Directions for this task -> Could you output every record again, exactly as given?

[Opening Provided entries section]

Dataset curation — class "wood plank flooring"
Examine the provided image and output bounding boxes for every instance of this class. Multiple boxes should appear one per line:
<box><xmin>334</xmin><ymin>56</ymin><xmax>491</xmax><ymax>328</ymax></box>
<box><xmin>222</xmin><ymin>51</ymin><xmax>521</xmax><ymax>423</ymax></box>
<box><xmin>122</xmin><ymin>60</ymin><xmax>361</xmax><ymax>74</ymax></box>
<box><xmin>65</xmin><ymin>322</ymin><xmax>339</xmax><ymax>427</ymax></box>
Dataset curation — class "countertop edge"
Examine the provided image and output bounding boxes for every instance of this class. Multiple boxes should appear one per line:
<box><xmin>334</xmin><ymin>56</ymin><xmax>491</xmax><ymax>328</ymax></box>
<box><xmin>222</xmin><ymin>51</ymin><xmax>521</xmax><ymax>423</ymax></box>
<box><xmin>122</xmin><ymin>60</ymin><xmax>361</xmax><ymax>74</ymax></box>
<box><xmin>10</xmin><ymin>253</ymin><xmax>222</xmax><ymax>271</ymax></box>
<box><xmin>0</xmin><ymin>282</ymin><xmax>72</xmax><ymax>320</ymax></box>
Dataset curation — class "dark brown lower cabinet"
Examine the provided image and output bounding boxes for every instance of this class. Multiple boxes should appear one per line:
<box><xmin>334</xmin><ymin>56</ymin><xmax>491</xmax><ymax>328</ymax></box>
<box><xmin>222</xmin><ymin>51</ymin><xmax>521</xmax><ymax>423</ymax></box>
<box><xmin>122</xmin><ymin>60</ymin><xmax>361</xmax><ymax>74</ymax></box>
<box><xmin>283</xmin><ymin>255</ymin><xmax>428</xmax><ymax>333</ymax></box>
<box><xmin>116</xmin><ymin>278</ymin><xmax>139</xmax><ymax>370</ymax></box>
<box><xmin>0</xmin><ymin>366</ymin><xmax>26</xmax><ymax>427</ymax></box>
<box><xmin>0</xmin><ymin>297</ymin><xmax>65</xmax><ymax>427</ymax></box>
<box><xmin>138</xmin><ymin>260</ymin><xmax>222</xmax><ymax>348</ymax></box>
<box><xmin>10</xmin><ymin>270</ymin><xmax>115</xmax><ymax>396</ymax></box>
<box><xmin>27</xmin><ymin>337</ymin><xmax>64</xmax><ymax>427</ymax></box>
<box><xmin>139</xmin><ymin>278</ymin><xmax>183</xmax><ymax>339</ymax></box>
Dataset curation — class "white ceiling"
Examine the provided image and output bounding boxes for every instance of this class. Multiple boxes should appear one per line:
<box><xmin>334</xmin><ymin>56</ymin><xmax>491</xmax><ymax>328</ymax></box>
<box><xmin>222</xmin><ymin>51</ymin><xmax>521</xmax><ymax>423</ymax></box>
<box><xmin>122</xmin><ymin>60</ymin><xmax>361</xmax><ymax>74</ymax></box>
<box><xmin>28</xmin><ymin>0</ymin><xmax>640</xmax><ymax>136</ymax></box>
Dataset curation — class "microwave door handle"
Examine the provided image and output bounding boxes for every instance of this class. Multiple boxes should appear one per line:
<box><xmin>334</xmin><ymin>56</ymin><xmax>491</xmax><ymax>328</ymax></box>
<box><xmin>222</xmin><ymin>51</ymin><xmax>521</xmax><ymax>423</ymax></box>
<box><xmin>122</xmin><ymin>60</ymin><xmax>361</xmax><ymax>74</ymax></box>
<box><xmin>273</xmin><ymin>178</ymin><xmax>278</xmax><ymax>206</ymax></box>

[Closing Provided entries section]

Response to this task ->
Dataset curation — class "wood plank flooring"
Examine the provided image and output bounding boxes for every instance of this class. Multiple boxes should appear one per line:
<box><xmin>334</xmin><ymin>56</ymin><xmax>491</xmax><ymax>328</ymax></box>
<box><xmin>222</xmin><ymin>51</ymin><xmax>521</xmax><ymax>423</ymax></box>
<box><xmin>122</xmin><ymin>60</ymin><xmax>361</xmax><ymax>74</ymax></box>
<box><xmin>65</xmin><ymin>322</ymin><xmax>339</xmax><ymax>427</ymax></box>
Dataset curation — class "countertop edge"
Examine the provided image and output bounding boxes for every instance of this class. Multiple boxes should appear one per line:
<box><xmin>334</xmin><ymin>56</ymin><xmax>491</xmax><ymax>328</ymax></box>
<box><xmin>222</xmin><ymin>51</ymin><xmax>521</xmax><ymax>423</ymax></box>
<box><xmin>122</xmin><ymin>60</ymin><xmax>361</xmax><ymax>74</ymax></box>
<box><xmin>10</xmin><ymin>253</ymin><xmax>222</xmax><ymax>271</ymax></box>
<box><xmin>0</xmin><ymin>282</ymin><xmax>72</xmax><ymax>320</ymax></box>
Dataset curation — class "dark brown lower cabinet"
Examine the provided image and output bounding boxes for every instance of this class. Multiple boxes should appear one per line:
<box><xmin>334</xmin><ymin>56</ymin><xmax>491</xmax><ymax>328</ymax></box>
<box><xmin>222</xmin><ymin>51</ymin><xmax>521</xmax><ymax>423</ymax></box>
<box><xmin>122</xmin><ymin>60</ymin><xmax>361</xmax><ymax>74</ymax></box>
<box><xmin>283</xmin><ymin>255</ymin><xmax>428</xmax><ymax>333</ymax></box>
<box><xmin>116</xmin><ymin>278</ymin><xmax>139</xmax><ymax>370</ymax></box>
<box><xmin>0</xmin><ymin>366</ymin><xmax>26</xmax><ymax>427</ymax></box>
<box><xmin>0</xmin><ymin>297</ymin><xmax>65</xmax><ymax>427</ymax></box>
<box><xmin>138</xmin><ymin>260</ymin><xmax>222</xmax><ymax>348</ymax></box>
<box><xmin>10</xmin><ymin>270</ymin><xmax>115</xmax><ymax>396</ymax></box>
<box><xmin>27</xmin><ymin>337</ymin><xmax>64</xmax><ymax>427</ymax></box>
<box><xmin>139</xmin><ymin>278</ymin><xmax>183</xmax><ymax>339</ymax></box>
Dataset curation — class "white ceiling"
Examine the provided image and output bounding boxes for every instance of this class. Multiple boxes should appear one per line:
<box><xmin>334</xmin><ymin>56</ymin><xmax>491</xmax><ymax>328</ymax></box>
<box><xmin>222</xmin><ymin>51</ymin><xmax>521</xmax><ymax>423</ymax></box>
<box><xmin>122</xmin><ymin>60</ymin><xmax>361</xmax><ymax>74</ymax></box>
<box><xmin>28</xmin><ymin>0</ymin><xmax>640</xmax><ymax>136</ymax></box>
Dataset curation — class "microwave door handle"
Examine the provided image and output bounding boxes for every instance of this class. Multiple boxes should appear one per line:
<box><xmin>334</xmin><ymin>56</ymin><xmax>491</xmax><ymax>328</ymax></box>
<box><xmin>222</xmin><ymin>51</ymin><xmax>521</xmax><ymax>423</ymax></box>
<box><xmin>122</xmin><ymin>60</ymin><xmax>361</xmax><ymax>74</ymax></box>
<box><xmin>273</xmin><ymin>178</ymin><xmax>278</xmax><ymax>206</ymax></box>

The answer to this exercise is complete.